— Start of THE RECORDS —

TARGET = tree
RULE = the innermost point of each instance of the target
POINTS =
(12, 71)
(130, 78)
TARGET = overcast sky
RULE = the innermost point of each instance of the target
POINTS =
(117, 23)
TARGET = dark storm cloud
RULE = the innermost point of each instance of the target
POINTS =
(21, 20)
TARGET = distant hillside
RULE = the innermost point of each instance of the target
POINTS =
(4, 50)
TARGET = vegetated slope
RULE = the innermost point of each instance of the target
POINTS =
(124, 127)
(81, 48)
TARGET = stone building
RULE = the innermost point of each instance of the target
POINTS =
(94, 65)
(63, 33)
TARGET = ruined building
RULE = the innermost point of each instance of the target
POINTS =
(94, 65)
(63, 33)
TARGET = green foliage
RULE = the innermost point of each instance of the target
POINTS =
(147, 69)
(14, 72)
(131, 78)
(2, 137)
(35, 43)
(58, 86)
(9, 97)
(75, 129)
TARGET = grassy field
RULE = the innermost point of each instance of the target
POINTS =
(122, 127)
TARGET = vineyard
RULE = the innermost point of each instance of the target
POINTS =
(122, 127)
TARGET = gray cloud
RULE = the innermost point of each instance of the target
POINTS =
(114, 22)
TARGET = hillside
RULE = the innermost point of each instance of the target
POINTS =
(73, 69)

— End of THE RECORDS —

Please update the data above by changing "innermost point" to "central point" everywhere it occurs, leaving everything else as it is.

TARGET = tree
RULE = the central point of each instance of the target
POINTS =
(12, 71)
(130, 78)
TARGET = overcast sky
RULE = the central point of each instance of the target
POINTS =
(117, 23)
TARGET = dark storm cloud
RULE = the central point of each instance of the target
POINTS =
(21, 20)
TARGET = distant hillside
RULE = the central point of each instance of the target
POINTS =
(4, 50)
TARGET = vegetated slope
RULE = the central point of each instance of the target
POINTS =
(124, 127)
(81, 48)
TARGET = stone building
RULE = the central point of each instance of the target
POINTS =
(94, 65)
(63, 33)
TARGET = ruined building
RULE = the central point of each instance of the target
POINTS =
(94, 65)
(63, 33)
TARGET = green foliage
RULE = the central point of each instance of the target
POINTS =
(147, 69)
(14, 72)
(131, 78)
(2, 137)
(35, 43)
(58, 86)
(9, 97)
(75, 129)
TARGET = grassy field
RULE = the central point of each instance of the target
POINTS =
(122, 127)
TARGET = vineyard
RULE = the central point of each instance of the target
POINTS =
(122, 127)
TARGET = gray cloud
RULE = the central point of each instance of the target
POINTS =
(114, 22)
TARGET = hillside
RULE = the central point of each instance of the target
POINTS =
(73, 69)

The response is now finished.